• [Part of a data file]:

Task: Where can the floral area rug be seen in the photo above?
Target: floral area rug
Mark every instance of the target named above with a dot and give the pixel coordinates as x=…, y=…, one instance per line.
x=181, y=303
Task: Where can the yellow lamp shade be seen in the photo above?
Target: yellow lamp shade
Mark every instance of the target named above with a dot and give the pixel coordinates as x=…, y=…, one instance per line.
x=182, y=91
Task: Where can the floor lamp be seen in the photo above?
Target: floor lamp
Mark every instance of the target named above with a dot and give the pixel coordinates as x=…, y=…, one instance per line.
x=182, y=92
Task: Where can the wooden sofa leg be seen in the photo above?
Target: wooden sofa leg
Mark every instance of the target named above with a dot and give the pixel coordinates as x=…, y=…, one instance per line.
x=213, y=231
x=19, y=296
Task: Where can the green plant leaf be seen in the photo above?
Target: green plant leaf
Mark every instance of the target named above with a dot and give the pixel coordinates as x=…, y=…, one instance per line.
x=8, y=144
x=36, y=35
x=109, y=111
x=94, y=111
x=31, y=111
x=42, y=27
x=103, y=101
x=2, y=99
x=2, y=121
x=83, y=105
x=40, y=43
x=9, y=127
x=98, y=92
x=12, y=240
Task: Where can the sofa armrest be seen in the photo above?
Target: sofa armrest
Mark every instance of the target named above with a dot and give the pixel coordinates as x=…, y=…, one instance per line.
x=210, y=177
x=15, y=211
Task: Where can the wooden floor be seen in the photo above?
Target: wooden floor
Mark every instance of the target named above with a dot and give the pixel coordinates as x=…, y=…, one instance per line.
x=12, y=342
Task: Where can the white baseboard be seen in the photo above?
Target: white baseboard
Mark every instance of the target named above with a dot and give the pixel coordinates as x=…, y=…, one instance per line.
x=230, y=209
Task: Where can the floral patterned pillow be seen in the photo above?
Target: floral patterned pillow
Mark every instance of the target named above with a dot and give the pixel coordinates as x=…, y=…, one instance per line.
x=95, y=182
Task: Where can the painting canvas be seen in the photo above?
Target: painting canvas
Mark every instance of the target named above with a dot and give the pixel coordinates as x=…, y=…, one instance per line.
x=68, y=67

• [STATED EXERCISE]: Copy out all the material above, replacing each "sofa" with "couch" and changing nothing else.

• [WRITTEN ANSWER]:
Task: Where can the floral area rug be seen in the photo above?
Target: floral area rug
Mark every instance of the target named above with a dot and give the pixel coordinates as x=…, y=…, one instance per line.
x=181, y=303
Task: Where can the yellow lamp shade be seen in the photo above?
Target: yellow lamp shade
Mark every instance of the target named above with a dot and give the pixel coordinates as x=…, y=…, one instance per line.
x=182, y=91
Task: Where can the floor lamp be seen in the photo above?
Target: floor lamp
Mark every instance of the target named above with a dot and give the pixel coordinates as x=…, y=…, one instance per line.
x=182, y=92
Task: Where can the wooden couch leg be seen in the photo above?
Target: wooden couch leg
Mark every instance of the target named above with a dot and give the pixel coordinates as x=…, y=…, one instance per line.
x=213, y=231
x=19, y=296
Task: Where can the green plant leaf be seen in the photo above?
Target: green plant leaf
Mark every instance of the target named above with a dot and give the pixel coordinates as x=…, y=…, one instance per line.
x=8, y=144
x=36, y=35
x=109, y=111
x=94, y=111
x=31, y=111
x=42, y=27
x=103, y=101
x=2, y=99
x=2, y=121
x=83, y=105
x=40, y=43
x=9, y=127
x=98, y=92
x=12, y=240
Task: Where can the couch armrest be seen in the photo above?
Target: couch armrest
Mark every instance of the target named above with a dot and give the pixel coordinates as x=…, y=…, one instance per line.
x=210, y=177
x=15, y=211
Task: Where can the wooden floor be seen in the photo above?
Target: wooden floor
Mark every instance of the target named above with a dot and give the pixel coordinates as x=…, y=…, one instance per line.
x=12, y=342
Task: Where can the white baseboard be seen in the photo above?
Target: white baseboard
Mark every instance of the target named above with a dot and give the pixel coordinates as x=…, y=…, one instance per line.
x=230, y=209
Task: Where can the floral patterned pillow be seen in the photo above?
Target: floral patterned pillow
Mark every instance of the target named above with a dot and give the pixel coordinates as x=…, y=…, one instance per line.
x=95, y=182
Task: Where can the painting canvas be seen in the photo above?
Target: painting canvas
Mark every instance of the target named above with a dot and give the pixel coordinates as x=…, y=…, one instance per line.
x=68, y=67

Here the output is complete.